BEGIN Given data
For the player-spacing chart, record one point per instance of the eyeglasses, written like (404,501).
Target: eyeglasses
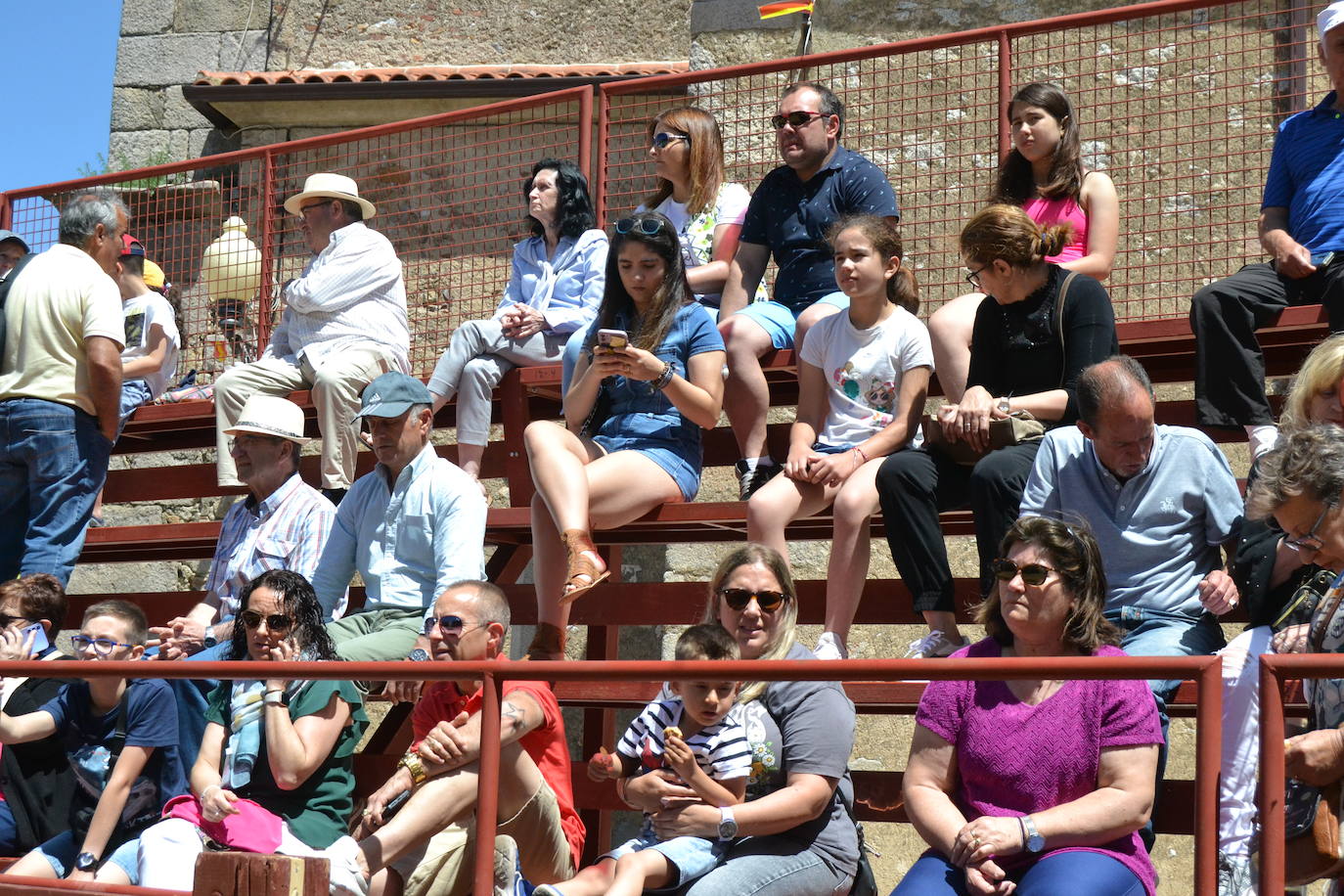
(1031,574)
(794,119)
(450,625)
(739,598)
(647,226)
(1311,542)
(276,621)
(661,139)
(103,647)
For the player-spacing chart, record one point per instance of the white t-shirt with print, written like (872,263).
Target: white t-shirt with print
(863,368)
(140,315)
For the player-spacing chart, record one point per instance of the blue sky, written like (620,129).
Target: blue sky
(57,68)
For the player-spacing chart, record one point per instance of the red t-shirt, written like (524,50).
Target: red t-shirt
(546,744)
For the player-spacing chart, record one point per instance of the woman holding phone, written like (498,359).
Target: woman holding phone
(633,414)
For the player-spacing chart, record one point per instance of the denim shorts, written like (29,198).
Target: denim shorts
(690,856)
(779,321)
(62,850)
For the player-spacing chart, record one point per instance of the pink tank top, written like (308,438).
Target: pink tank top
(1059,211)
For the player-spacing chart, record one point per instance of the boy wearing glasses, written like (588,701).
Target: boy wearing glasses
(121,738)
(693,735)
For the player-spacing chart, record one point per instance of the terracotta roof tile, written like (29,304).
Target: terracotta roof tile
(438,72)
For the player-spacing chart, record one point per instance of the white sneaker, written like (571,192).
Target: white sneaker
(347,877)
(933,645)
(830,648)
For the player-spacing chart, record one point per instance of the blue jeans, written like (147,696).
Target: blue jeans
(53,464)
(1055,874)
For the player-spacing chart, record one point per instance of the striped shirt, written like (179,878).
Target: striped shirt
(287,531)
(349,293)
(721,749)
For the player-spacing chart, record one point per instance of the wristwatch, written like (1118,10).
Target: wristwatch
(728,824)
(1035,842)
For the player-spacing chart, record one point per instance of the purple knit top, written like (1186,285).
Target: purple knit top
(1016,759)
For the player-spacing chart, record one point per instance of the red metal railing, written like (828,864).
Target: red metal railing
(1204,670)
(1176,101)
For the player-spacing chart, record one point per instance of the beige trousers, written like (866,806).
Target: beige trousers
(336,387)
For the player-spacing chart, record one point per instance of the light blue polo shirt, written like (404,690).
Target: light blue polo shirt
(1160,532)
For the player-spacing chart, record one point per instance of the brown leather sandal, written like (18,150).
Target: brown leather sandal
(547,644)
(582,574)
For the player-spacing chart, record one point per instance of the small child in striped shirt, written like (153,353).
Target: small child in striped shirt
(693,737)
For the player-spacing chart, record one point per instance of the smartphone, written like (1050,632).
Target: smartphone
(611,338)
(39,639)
END Given data
Task to complete | Transcribe all entries above exactly. Drop the pictures.

Correct answer |
For the player-spacing chart, record one point per instance of the eyeglasses, written like (404,501).
Target: eyeglasses
(1031,574)
(794,119)
(450,625)
(739,598)
(647,226)
(1311,542)
(276,621)
(661,139)
(103,647)
For the player-spacing chart, record one point per instance of the white t-shirt with print, written like (872,263).
Target: white t-shirt with print
(863,368)
(140,315)
For the player-spacing chart, record one point per instance of the blue sky, written like (620,129).
Target: blue sky
(57,68)
For the player-spacing chart, record one point per instance of the red t-shirt, written like (524,50).
Target: red t-shirt
(546,744)
For the player-spacing chart, record one point per instance of the woman holding phone, written like (498,359).
Target: woman holding phone
(633,414)
For the player-spacing chart, record one point per instance of the denim shorts, written like (29,198).
Target: denim shorts
(690,856)
(779,321)
(62,850)
For the player-spacing chart, record one point per instance of the pink tank top, written like (308,438).
Target: pink tank top
(1059,211)
For the player-spacing chart, record one point per instance of the boy wearing glasses, written like (588,701).
Target: boy wearing glasses
(121,738)
(693,735)
For the player-spacing chart, record one point per instance of the terracotta roof tile, written like (29,304).
Target: terracotta roof tile
(438,72)
For the player-spacing chart, record one point per instance of the white sneaker, written like (571,192).
Target: white sneaker
(347,877)
(933,645)
(830,648)
For the player-spacing chart, record one point per instance of the blue jeans, written like (147,696).
Target: blue jeans
(53,464)
(1055,874)
For the player-spacing chart, record one point per instance of the striped shirt, written like (179,878).
Target: striped shirt
(287,531)
(349,293)
(721,749)
For the player-spacing chart, record one point per instance of the wristwatch, written like (1118,10).
Target: wristwatch
(728,824)
(1035,842)
For the player-spacing chart, record one point per instance of the purple knit top, written like (1186,285).
Target: purple knit top
(1016,759)
For the player-spacing chart, record one point per instance of the red metal railing, written like (828,864).
Target: red metal railing
(1204,670)
(1176,101)
For the player-spacing chart, record one point per instance of the beige trousers, written like (866,806).
Target: beige trousers
(336,387)
For the player-spacing chart, record one point per instance of the light blue polo shirt, written like (404,690).
Target: light blue polo shirt
(1160,532)
For the player-spacing chart, record one point per instance of the brown leather sandal, written like (18,150).
Target: brown leather sandal
(547,644)
(582,574)
For the player-spacing chart, record one point per instance of the small child in striped shirt, written like (153,353).
Target: small child in striped shirt
(693,737)
For the player-spacing chart, record one point per instance of the smartphone, written like (1050,632).
Target: smartphone
(611,338)
(39,639)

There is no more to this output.